Reproduce verbatim the passage of the Crohn's and colitis awareness post that begins with the words "As someone who" and ends with "in the colon.".

§ Source text
────────────────

• Elena Kalodner-Martin

Crohn's & Colitis Awareness Month

As someone who has Crohn's disease, I've noticed that there's a pretty significant lack of knowledge and a lot of misunderstanding surrounding these conditions. For Crohn's and colitis awareness month, here's what you should know:

"What is Crohn's disease and/or colitis?"

Crohn's disease is an autoimmune disease where the body's immune system attacks the lining of the gastrointestinal tract, causing chronic inflammation. Colitis can have several forms, one of the most common being ulcerative colitis. Colitis is a chronic inflammatory condition that causes inflammation in the colon.

"What's the difference between the two?"

Crohn's can appear anywhere in the gastrointestinal tract and in any layer of the GI walls. Crohn's is also patchy and can appear in different places during different flares. Colitis affects only the innermost layer of the colon and typically affects the same, larger area.

"How many people have Crohn's or colitis?"

About 1.5 million people have some sort of irritable bowel disease, or IBD. About 40% of the people affected by IBD have colitis and less than 15% have Crohn's disease. However, less than 5% of people have severe and active flares annually.

"What are the symptoms?"

────────────────

§ Provided material
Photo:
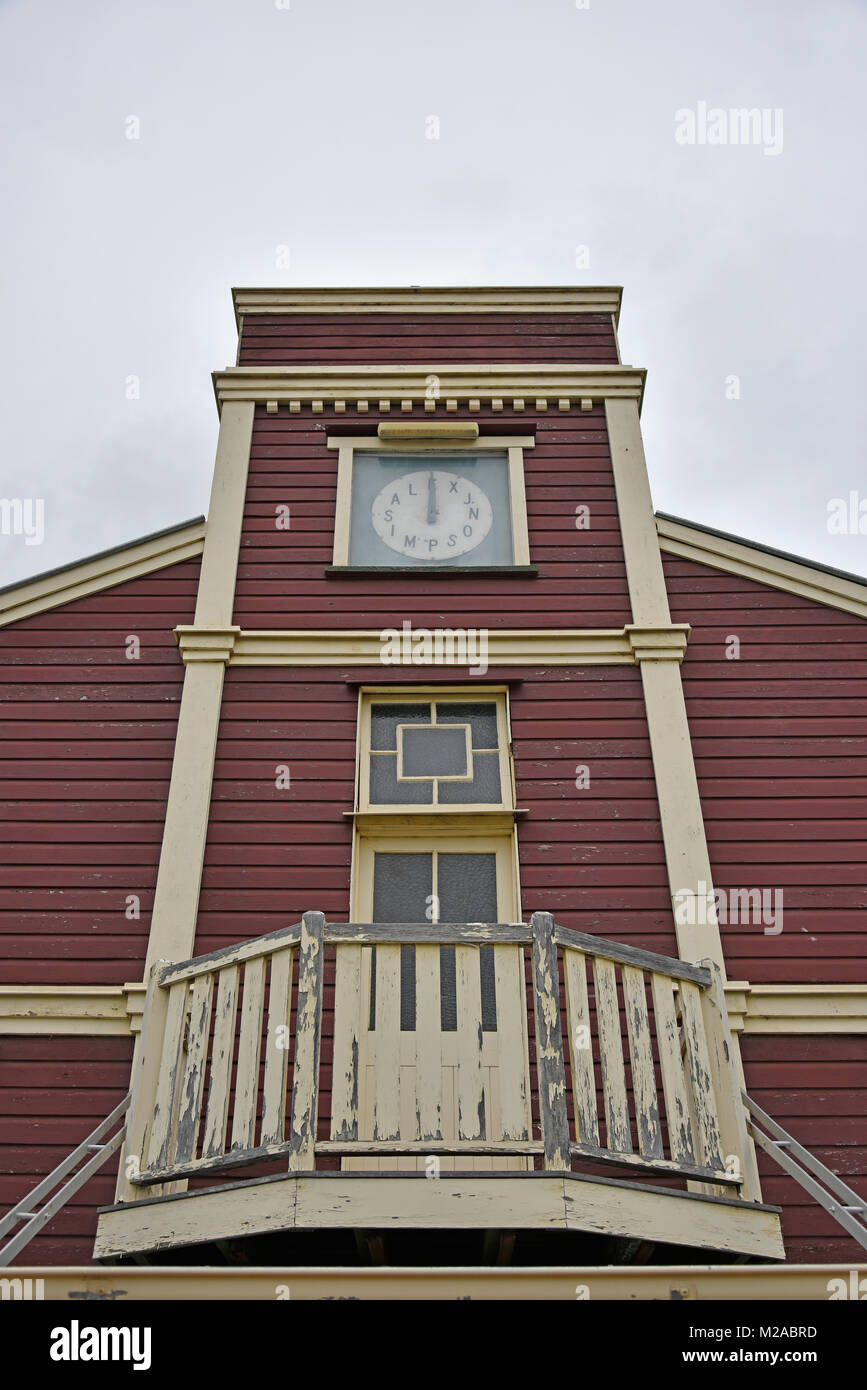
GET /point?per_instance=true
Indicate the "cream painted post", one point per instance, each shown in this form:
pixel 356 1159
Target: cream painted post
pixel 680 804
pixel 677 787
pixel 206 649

────────────────

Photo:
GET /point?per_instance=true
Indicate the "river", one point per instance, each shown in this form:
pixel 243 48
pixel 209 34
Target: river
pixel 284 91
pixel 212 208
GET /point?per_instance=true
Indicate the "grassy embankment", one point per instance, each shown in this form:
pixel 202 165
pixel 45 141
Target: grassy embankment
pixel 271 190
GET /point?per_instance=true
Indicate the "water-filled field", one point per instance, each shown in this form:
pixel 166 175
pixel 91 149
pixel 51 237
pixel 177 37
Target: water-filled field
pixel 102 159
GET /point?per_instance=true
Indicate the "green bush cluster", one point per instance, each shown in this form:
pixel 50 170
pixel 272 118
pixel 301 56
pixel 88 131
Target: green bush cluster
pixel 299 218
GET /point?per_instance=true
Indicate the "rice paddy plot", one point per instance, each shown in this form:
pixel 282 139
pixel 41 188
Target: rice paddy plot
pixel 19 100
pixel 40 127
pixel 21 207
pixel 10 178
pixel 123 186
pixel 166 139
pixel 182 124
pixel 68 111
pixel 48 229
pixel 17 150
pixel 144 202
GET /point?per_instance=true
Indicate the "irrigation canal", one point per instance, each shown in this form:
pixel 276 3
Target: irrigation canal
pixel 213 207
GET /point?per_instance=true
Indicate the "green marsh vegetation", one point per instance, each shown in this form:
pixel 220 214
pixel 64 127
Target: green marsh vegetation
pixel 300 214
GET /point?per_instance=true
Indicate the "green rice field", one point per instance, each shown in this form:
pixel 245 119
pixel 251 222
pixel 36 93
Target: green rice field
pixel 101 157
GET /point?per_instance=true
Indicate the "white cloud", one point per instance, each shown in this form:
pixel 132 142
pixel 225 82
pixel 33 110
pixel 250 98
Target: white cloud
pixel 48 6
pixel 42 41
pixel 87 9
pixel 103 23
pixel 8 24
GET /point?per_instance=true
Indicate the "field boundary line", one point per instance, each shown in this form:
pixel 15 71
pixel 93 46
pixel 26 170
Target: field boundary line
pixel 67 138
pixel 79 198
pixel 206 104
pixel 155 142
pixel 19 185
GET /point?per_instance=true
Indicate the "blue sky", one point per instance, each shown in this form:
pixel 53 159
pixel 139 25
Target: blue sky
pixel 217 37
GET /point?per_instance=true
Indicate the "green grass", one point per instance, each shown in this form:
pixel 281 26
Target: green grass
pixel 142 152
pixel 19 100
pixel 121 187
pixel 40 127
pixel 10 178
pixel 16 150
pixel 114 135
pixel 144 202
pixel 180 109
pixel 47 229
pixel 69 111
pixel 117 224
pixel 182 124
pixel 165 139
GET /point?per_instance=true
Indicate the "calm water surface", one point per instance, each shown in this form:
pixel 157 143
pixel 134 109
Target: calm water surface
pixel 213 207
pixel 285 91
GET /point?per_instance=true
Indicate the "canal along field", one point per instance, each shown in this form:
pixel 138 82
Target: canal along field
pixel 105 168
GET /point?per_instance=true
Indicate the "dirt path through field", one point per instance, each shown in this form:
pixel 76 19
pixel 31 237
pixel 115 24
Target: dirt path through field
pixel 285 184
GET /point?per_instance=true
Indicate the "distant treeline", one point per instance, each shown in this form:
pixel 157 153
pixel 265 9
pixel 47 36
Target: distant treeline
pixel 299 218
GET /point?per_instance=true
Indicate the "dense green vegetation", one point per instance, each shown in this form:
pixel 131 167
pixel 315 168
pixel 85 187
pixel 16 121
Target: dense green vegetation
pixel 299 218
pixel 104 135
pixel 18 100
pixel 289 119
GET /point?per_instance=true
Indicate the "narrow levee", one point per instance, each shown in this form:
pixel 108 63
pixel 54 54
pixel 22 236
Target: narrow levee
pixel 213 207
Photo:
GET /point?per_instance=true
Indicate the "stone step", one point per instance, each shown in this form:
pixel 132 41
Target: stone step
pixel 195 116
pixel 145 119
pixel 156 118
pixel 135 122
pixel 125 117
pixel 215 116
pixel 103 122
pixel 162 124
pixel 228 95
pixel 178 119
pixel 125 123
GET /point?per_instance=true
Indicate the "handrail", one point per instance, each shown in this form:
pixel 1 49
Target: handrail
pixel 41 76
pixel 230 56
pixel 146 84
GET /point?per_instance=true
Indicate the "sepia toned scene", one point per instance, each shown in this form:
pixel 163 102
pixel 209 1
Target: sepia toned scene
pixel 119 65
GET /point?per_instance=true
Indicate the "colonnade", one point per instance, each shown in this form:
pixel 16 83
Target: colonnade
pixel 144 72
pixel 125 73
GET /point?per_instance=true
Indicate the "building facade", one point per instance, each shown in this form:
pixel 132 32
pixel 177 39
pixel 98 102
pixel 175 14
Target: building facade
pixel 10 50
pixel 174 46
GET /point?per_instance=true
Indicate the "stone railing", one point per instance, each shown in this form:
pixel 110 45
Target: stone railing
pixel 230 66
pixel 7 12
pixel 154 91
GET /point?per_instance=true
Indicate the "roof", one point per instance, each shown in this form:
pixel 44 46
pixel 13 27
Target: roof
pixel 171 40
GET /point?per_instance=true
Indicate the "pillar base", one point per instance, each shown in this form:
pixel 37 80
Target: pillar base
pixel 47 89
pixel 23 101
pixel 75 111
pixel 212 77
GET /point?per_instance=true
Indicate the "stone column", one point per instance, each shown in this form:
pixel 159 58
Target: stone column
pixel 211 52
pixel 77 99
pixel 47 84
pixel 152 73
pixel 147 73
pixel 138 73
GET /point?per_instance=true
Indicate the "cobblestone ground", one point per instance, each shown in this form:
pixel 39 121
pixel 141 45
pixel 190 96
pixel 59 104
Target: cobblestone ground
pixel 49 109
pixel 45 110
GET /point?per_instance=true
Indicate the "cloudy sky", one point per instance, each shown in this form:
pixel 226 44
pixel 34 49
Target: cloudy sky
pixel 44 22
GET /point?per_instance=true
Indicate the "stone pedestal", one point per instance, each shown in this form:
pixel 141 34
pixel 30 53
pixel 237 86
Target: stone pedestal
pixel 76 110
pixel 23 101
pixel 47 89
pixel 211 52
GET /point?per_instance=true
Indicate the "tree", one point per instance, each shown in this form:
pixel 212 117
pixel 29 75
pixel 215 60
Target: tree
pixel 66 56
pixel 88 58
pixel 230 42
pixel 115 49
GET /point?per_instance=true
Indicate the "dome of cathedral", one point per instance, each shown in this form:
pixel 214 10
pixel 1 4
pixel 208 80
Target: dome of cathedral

────────────────

§ Result
As someone who has Crohn's disease, I've noticed that there's a pretty significant lack of knowledge and a lot of misunderstanding surrounding these conditions. For Crohn's and colitis awareness month, here's what you should know:

"What is Crohn's disease and/or colitis?"

Crohn's disease is an autoimmune disease where the body's immune system attacks the lining of the gastrointestinal tract, causing chronic inflammation. Colitis can have several forms, one of the most common being ulcerative colitis. Colitis is a chronic inflammatory condition that causes inflammation in the colon.